→ PROBLEM TO SOLVE: Only the line containing "ok lemme think... I need the box for the dark brown" and the lines after it, through the end of the entries, should be output exactly.

** Opening PROVIDED DATA block **

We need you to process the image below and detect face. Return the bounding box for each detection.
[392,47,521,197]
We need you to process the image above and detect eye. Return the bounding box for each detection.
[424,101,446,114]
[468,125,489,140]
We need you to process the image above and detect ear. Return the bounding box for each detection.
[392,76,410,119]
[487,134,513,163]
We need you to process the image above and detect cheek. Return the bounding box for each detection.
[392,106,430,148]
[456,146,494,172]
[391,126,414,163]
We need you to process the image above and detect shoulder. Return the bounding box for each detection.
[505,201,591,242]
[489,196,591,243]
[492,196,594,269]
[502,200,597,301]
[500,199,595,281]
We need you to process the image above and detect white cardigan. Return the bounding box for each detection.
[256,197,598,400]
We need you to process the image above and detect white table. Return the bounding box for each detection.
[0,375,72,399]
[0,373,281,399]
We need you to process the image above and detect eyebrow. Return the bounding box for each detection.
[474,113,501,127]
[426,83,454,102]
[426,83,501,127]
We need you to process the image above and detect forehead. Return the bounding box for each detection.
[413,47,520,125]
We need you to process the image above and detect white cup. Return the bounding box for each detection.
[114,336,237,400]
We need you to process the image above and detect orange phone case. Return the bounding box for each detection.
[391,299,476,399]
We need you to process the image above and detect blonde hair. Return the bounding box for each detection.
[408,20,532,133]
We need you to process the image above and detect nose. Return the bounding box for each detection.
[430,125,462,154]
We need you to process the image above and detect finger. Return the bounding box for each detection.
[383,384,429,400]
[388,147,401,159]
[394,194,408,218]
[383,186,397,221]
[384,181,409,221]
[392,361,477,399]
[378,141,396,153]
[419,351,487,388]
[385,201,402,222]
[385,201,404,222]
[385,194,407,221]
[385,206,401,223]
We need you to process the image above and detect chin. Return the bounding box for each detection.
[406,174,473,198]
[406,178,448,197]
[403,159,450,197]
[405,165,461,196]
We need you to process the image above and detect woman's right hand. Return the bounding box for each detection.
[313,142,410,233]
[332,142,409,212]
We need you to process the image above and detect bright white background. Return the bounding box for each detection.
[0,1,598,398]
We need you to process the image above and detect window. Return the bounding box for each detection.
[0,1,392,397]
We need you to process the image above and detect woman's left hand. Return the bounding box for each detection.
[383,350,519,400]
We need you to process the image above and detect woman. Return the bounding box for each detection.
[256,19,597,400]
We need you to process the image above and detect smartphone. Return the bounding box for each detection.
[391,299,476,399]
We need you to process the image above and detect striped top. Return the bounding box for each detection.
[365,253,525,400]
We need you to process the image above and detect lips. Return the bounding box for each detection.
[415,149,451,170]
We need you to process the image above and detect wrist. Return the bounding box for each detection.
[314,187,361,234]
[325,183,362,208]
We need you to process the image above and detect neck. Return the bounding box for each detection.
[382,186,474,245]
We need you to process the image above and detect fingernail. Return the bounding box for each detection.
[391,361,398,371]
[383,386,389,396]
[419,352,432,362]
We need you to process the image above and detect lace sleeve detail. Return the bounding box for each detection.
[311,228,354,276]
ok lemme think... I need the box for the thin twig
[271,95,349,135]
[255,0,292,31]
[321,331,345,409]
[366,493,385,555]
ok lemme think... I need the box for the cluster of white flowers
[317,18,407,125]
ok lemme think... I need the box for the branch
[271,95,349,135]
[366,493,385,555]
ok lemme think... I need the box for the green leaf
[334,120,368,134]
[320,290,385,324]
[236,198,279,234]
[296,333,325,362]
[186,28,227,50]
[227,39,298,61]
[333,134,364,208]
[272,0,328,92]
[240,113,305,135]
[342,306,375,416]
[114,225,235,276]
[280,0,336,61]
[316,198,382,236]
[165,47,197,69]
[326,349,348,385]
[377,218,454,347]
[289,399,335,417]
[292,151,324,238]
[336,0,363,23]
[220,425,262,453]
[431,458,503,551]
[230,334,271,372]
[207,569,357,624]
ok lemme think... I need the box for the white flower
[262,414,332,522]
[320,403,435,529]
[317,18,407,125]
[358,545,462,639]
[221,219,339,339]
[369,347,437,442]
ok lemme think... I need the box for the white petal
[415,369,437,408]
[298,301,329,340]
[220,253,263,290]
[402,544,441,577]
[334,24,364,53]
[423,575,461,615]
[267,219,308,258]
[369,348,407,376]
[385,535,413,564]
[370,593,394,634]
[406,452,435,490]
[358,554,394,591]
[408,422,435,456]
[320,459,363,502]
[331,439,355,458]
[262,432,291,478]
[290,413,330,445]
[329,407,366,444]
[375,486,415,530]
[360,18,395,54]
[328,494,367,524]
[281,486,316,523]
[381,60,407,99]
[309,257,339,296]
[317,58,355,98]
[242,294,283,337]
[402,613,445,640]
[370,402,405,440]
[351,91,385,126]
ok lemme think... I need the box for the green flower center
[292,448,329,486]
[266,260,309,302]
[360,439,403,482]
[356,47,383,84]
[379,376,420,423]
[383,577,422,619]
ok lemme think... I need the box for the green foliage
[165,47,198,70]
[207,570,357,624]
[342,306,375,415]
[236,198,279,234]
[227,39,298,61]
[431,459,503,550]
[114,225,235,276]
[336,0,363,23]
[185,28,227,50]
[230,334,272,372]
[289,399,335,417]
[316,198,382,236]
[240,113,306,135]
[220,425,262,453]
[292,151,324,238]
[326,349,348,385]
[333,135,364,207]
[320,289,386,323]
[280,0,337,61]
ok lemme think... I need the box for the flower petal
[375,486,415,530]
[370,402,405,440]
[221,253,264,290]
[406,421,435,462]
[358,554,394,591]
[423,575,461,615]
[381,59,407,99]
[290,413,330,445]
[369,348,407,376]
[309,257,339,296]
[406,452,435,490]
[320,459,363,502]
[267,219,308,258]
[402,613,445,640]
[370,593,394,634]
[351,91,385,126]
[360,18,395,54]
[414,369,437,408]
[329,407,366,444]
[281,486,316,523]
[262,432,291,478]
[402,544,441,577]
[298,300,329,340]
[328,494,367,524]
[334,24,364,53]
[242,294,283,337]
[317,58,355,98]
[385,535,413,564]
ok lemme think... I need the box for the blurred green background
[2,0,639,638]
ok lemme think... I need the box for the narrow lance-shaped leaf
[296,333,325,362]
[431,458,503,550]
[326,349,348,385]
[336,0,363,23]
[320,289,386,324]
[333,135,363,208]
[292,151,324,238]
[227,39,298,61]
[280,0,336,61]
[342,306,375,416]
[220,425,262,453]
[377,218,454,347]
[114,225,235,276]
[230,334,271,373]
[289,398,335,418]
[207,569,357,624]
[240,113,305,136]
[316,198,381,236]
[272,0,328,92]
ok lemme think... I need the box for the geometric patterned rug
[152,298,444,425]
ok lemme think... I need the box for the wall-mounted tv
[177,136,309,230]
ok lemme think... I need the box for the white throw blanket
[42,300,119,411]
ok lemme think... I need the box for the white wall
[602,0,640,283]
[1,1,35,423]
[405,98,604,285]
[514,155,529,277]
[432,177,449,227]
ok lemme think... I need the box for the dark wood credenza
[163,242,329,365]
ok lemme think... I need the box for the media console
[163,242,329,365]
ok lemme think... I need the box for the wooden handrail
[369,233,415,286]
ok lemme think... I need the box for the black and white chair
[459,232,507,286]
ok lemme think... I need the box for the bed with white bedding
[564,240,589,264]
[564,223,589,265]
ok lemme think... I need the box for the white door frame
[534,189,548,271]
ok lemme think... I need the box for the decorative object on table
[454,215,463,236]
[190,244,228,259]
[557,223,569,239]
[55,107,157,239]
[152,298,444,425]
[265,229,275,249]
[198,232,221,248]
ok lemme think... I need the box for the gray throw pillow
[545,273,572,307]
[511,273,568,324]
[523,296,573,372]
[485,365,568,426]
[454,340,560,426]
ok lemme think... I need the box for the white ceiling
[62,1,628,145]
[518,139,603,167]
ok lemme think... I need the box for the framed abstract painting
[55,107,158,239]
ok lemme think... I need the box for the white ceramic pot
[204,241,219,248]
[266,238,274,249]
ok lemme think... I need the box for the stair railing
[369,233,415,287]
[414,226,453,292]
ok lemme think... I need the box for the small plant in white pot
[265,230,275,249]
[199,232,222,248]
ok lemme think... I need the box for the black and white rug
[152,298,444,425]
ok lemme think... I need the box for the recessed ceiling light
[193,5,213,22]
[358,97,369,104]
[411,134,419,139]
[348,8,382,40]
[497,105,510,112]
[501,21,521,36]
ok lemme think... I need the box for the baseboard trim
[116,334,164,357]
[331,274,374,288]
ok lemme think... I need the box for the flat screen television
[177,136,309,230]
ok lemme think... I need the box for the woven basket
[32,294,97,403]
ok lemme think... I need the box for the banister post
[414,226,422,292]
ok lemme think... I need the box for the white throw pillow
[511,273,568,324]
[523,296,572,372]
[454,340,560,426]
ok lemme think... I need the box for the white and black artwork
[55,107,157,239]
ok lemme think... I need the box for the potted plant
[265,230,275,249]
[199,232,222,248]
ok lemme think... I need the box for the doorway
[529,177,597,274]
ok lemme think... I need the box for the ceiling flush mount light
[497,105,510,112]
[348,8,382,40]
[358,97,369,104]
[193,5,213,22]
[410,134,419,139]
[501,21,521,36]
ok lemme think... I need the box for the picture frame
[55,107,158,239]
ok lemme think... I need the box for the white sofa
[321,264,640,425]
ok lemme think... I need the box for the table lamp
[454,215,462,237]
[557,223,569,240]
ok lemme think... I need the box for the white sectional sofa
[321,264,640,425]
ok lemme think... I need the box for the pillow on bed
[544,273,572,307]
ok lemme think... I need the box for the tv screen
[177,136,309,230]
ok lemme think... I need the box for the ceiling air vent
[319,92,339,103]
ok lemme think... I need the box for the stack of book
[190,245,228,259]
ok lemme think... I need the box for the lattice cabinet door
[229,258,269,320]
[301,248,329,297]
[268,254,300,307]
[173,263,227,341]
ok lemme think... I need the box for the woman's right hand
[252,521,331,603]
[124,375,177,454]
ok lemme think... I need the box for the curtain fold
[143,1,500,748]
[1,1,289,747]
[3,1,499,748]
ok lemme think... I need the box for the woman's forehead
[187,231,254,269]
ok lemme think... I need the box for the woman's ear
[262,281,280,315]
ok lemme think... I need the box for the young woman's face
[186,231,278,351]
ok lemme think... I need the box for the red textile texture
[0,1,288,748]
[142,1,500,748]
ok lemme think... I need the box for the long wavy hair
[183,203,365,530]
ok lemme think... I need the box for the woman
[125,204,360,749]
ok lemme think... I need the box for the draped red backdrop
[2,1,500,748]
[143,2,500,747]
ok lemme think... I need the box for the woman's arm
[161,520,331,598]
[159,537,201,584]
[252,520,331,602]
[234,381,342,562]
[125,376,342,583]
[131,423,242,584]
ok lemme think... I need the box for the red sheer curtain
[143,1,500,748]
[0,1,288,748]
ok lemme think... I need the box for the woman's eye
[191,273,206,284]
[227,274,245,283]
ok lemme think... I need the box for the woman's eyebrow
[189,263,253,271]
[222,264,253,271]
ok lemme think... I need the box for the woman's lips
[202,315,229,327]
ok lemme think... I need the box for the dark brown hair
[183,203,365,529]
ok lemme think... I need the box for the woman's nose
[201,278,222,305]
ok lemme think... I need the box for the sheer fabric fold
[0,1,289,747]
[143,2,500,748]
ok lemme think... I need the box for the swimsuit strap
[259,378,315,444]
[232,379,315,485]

** Closing PROVIDED DATA block **

→ EXPECTED ANSWER:
ok lemme think... I need the box for the dark brown hair
[183,203,365,529]
ok lemme think... I need the box for the woman's nose
[201,278,222,305]
ok lemme think... I need the box for the sheer fabric fold
[0,1,289,747]
[143,2,500,748]
ok lemme think... I need the box for the swimsuit strap
[259,378,315,444]
[232,379,315,485]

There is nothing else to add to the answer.